### Required action
Please take the lines from the one holding "roof in the photo above." through the one holding "tree in the photo above." in the data below and copy them exactly.

Dataset records:
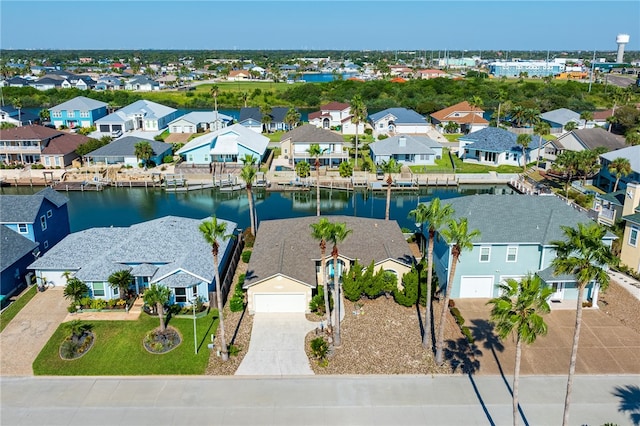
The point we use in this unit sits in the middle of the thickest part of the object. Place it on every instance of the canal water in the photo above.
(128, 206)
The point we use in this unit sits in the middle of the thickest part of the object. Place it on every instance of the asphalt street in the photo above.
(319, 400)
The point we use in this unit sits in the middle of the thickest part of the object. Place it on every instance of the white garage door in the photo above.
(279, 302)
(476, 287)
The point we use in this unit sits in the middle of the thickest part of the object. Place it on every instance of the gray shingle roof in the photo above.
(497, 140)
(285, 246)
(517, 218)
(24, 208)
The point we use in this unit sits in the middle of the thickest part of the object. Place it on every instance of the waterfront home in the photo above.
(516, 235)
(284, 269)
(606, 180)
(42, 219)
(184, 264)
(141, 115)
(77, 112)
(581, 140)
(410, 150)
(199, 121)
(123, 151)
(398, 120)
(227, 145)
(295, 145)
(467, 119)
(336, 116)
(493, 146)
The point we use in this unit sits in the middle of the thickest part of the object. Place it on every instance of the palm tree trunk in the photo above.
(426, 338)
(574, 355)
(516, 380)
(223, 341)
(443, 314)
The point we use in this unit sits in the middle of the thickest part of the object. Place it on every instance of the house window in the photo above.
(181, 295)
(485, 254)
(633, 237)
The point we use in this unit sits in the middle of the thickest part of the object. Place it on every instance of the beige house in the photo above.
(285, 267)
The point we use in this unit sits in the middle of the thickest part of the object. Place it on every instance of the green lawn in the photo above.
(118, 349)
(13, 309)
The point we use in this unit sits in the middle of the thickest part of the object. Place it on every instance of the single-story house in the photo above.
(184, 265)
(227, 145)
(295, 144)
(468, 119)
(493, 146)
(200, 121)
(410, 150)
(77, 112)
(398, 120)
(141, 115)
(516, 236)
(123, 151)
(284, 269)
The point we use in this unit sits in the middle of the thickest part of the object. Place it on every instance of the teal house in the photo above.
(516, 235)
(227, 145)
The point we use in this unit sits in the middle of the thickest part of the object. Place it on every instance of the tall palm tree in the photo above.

==

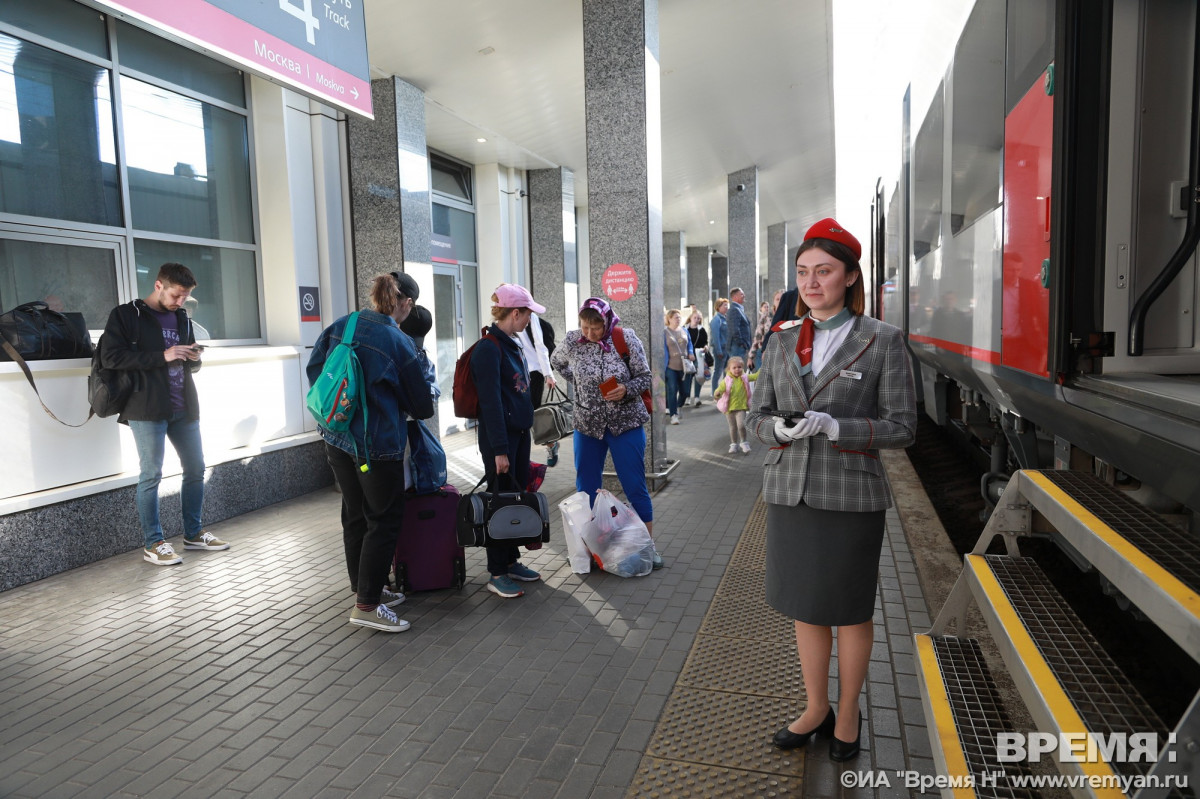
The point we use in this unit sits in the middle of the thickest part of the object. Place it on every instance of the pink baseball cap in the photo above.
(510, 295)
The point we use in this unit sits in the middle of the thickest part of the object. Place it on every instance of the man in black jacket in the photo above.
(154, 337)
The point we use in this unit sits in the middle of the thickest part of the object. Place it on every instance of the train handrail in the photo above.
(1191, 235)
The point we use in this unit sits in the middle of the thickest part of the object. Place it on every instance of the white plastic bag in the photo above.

### Response area
The point we use in this unit sits in the middle of the thickest part of the object. Place it on every instance of the gray shingle roof in the photo above.
(497, 140)
(285, 246)
(517, 218)
(24, 208)
The point we use in this unit sits in the middle of the thickest part of the object. Place it on every instance of the waterfront home in the photo above.
(516, 235)
(284, 269)
(606, 180)
(42, 219)
(184, 264)
(141, 115)
(77, 112)
(581, 140)
(410, 150)
(199, 121)
(123, 151)
(398, 120)
(227, 145)
(295, 145)
(467, 119)
(336, 116)
(493, 146)
The point we use in this unit sits in the middle of the thickest part of the object. Place it on every instance of the palm tree trunk in the photo above.
(426, 338)
(574, 355)
(516, 380)
(223, 341)
(443, 314)
The point we use in this unit sits in the middle of the thickest part of the object. Place it on every instance of the house window in the photo above.
(181, 295)
(485, 254)
(633, 237)
The point we use in this unit sits in the middle of the thickest part of the object. Place it on every instance of the beige house in the photo above.
(285, 267)
The point we use in this unit sits in the middle of the thickest part of the object. Place it on every instance of the green lawn in the photo above.
(118, 349)
(13, 309)
The point we use in this unit sits in the middle of the thickest part of the object. Place it on every instance of the single-story house in the photo above.
(184, 265)
(227, 145)
(295, 144)
(468, 119)
(493, 146)
(200, 121)
(410, 150)
(77, 112)
(398, 120)
(141, 115)
(516, 236)
(123, 151)
(284, 269)
The point we use in this unit sits in the middle of the thickest part of the object. Place it on every instance of the teal house in the photo above.
(516, 235)
(227, 145)
The point we use in this unit sits in the middle of the thickest part of the object. Place it on every instance of the tall palm tree in the photo above.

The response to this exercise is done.